Labeled contour entries:
╭──
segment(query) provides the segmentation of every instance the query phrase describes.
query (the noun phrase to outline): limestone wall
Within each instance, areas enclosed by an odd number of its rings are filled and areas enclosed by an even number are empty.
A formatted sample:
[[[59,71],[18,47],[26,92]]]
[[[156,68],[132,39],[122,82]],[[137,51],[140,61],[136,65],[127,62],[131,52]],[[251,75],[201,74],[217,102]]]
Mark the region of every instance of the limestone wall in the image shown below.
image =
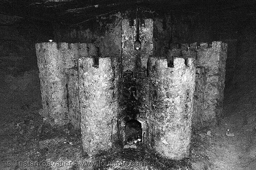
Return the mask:
[[[197,67],[204,69],[205,82],[197,80],[195,114],[202,127],[216,125],[221,116],[225,87],[227,44],[220,41],[201,43],[197,49]],[[197,78],[200,78],[200,76]],[[198,109],[198,108],[201,109]],[[196,116],[197,117],[197,116]],[[195,125],[196,126],[197,125]]]
[[[78,58],[95,56],[92,44],[44,42],[36,44],[42,109],[52,125],[71,122],[80,128],[78,95]]]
╰──
* **WHAT TO PRODUCE**: Write out the listing above exactly as it stands, pictures excluded.

* **CORRECT RESPONSE**:
segment(query) provides the segmentation of every instance the query phrase describes.
query (the noun phrase to outline): limestone wall
Within each instance, areas enclosed by an odd number of its rings are filled and areas enclosed by an even number are empty.
A formatted sample:
[[[59,71],[18,47],[26,92]]]
[[[156,68],[132,39],[122,82]],[[137,51],[140,61],[136,65],[127,62],[131,52]],[[251,75],[201,74],[217,102]]]
Mark the region of every instance of the limestone wall in the image shown below.
image =
Return the mask:
[[[197,67],[204,69],[205,82],[197,80],[195,114],[202,127],[216,125],[221,116],[225,87],[227,44],[220,41],[201,43],[197,49]],[[197,78],[200,78],[200,76]],[[198,109],[198,108],[201,109]],[[196,116],[197,117],[197,116]],[[195,125],[196,126],[197,125]]]
[[[78,58],[95,56],[92,44],[44,42],[36,44],[42,109],[52,125],[71,122],[80,128],[78,95]]]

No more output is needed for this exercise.